## 과제 내용
아래 자료에서 단어 "brown"가 들어 있는 줄을 모두 찾아 한 줄도 빠짐없이 베껴 적으세요.

----- 자료 행 -----

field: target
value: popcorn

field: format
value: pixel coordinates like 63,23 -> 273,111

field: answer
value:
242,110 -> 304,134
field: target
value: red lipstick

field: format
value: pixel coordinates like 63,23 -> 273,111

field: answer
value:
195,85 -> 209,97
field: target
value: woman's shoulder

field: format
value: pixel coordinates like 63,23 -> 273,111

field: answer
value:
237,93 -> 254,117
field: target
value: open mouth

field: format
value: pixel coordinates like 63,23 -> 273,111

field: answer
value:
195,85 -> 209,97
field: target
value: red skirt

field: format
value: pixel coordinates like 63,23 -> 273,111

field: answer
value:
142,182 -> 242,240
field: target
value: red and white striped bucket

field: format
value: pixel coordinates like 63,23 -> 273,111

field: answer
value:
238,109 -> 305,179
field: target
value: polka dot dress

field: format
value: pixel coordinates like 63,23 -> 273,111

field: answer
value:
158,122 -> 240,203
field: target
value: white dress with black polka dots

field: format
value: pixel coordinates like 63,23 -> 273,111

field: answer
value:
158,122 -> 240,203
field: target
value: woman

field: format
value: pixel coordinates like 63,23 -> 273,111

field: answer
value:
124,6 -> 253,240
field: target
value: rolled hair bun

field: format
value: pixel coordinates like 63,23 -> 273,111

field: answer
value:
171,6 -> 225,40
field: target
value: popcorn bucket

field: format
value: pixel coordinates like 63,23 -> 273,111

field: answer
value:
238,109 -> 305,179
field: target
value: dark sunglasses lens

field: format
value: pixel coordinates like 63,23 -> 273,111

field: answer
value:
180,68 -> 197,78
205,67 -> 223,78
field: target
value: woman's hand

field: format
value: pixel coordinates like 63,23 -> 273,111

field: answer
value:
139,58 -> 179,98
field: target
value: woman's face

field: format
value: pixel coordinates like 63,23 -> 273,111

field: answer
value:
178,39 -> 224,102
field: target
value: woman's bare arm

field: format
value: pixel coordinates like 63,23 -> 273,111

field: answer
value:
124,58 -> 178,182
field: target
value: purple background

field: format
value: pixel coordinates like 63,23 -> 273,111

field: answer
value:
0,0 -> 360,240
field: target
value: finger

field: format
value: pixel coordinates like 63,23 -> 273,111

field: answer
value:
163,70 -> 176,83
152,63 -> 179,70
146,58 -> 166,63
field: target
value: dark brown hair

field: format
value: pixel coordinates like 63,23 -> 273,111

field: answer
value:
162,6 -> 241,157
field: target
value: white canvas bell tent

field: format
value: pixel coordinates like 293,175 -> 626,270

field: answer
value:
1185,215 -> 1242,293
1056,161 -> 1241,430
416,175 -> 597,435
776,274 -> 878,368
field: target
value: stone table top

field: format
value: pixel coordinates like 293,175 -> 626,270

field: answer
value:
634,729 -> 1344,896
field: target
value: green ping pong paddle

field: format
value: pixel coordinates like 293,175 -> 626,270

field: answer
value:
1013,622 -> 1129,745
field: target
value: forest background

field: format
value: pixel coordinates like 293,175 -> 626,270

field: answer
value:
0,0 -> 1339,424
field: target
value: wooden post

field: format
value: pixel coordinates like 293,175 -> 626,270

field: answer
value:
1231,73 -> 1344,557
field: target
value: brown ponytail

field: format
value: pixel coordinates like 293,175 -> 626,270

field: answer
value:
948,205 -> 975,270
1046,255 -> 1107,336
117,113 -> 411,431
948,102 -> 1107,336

-----

## 완성한 과제
value: dark brown hair
value: brown ponytail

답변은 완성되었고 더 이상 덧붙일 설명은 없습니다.